To be done:
• A. In the passage on Kindle Unlimited, which advantages of putting a book into KU does the paragraph beginning "KU is an unknown quantity" list?
• B. According to the passage on Kindle Unlimited, on what day of the month is the KDP Select Global Fund announced?
• C. Extend the passage on Kindle Unlimited by writing what comes next after its final sentence.
━━━ Selected passage ━━━
Although in KU, your book is still available to buy as a normal eBook through Amazon, and as a paperback.
You will not know what money your book has made until the KDP Select Global Fund has been announced. This happens on the 15th of the month. For example, the June amount was announced on the 15th July.

KU is an unknown quantity but can provide huge rewards. I’ve spoken to many lesfic authors who claim that they make more money since putting their books into KU than ever before. Other lesfic authors say that KU has given the access to new audiences who they wouldn’t have reached before. And KU books dominate charts, to get your book into the Top 10 of any lesfic category for a prolonged period without being in KU is a very tall ask.

The change in media consumption and the subscription model

For every one person who says that KU is devaluing books, there are twenty people signing up and enjoying cheaper access to books. I’m not going to debate the devaluing of books and whether that is right or wrong, I am going to talk about the subscription business model.
━━━ Information supplied ━━━
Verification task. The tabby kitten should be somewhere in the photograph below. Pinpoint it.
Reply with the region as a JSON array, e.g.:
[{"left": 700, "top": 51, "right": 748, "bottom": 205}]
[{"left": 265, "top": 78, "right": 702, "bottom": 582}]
━━━
Answers to the exercise:
• A.
- It can provide huge rewards.
- Many lesfic authors say they make more money than ever before.
- It gives access to new audiences they wouldn't have reached otherwise.
- KU books dominate charts, so staying in a lesfic category's Top 10 for a long time is much easier.

• B. On the 15th of the month.

• C.
Subscription is the in thing right now. Take Netflix, pay under $10 a month and you can have access to all the movies and box sets you like. Do you have a dog? Sign up to a dogbox service for $10 a month and every month they will mail you a box filled with treats and toys. Do you or your children identify as geeks? Then sign up to Loot Crate and have crates of unknown, often exclusive merch sent to you.

Society is getting used to paying a small monthly fee to have wider access to products. It’s becoming the way we shop, or, in many cases, don’t shop, for things. People enjoy gifts being sent to them. A Loot Crate appearing in the mail with all kinds of goodies feels like a present, one you bought yourself without even realising it. Signing up to KU means you get notifications about all kinds of books and audio books just waiting for you to download.

There’s a psychological satisfaction in having paid up front and feeling that you are getting products for free… even if you know you’re not really getting it for free.

KU membership is growing and it’s a model that is going to be pushed and incentivised, by Amazon. As more, younger, shoppers start to sign up it will start to become the norm.

Soon authors who aren’t in KU will start to suffer. Especially those charging a premium for their books. If readers have a choice between accessing books in their “free” library or paying $5-10 for a book outside of their library, which do you think they will choose?
As a genre, we need to catch up to this trend and be aware that it is happening. We can’t sit on the fence and complain that KU is devaluing our books, well, you can… but I wouldn’t recommend it.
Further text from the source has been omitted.